> [TEXTE]
========
# R E N D E Z V O U S



## Cricri (19 Février 2005)

http://www.simplyjo.co.uk/Rendezvous.avi


----------



## golf (19 Février 2005)

Çà a l'air puissant ce que t'as fumé 
Mais évite la nuit  :rateau: 
Et surtout poste pas n'importe où  :mouais:


----------



## Caster (19 Février 2005)

zéro ton film ....... sans intérêt et long ...... au se fait chier.

je suis désolé d'être dur, mais je me mets à la place de quelqu'un qui a perdu un ami, un proche par un type qui roule comme un malade ......

Voilà c'est tout.

Désolé


----------



## Cricri (19 Février 2005)

initialement posté dans Rendezvous... Mais bon vous savez comment ç'est ici.
Certains considère ça comme le meilleur film de Lelouch. En tout cas une visite de Paris inusité et peu recommendable, comme l'indique le smiley de Caster.


----------



## jo_6466 (19 Février 2005)

Le plus interessant pour moi dans ce film c'est de constater que je n'arrive pas à le lire   .. j'ai juste eu droit à un message parlant de problème de quicktime 

Quelqu'un peut m'aider?


----------



## macinside (19 Février 2005)

dans le même genre le tour du périphérique en 11 minutes


----------



## macinside (19 Février 2005)

jo_6466 a dit:
			
		

> Le plus interessant pour moi dans ce film c'est de constater que je n'arrive pas à le lire   .. j'ai juste eu droit à un message parlant de problème de quicktime
> 
> Quelqu'un peut m'aider?



ça fonctionen très bien avec videolan


----------



## WebOliver (19 Février 2005)
========
[Extraits de données d'étiquetage de lieux]
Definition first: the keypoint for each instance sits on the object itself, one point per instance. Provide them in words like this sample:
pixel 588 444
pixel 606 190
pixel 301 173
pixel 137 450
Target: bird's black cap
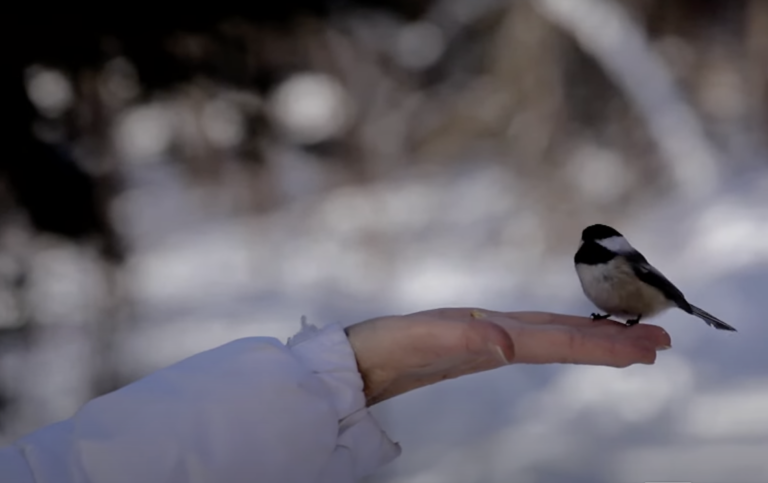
========
> [CONSIGNE DONNÉE 1]
Comment traduire en anglais cette phrase du fil de discussion : « je suis désolé d'être dur, mais je me mets à la place de quelqu'un qui a perdu un ami, un proche par un type qui roule comme un malade » ?
> [CONSIGNE DONNÉE 2]
Dans le fil de discussion, en combien de minutes se fait le tour du périphérique mentionné par macinside ?

> [RÉPONSE ATTENDUE 1]
I'm sorry to be harsh, but I'm putting myself in the place of someone who has lost a friend, someone close, because of a guy who drives like a maniac.

> [RÉPONSE ATTENDUE 2]
En 11 minutes.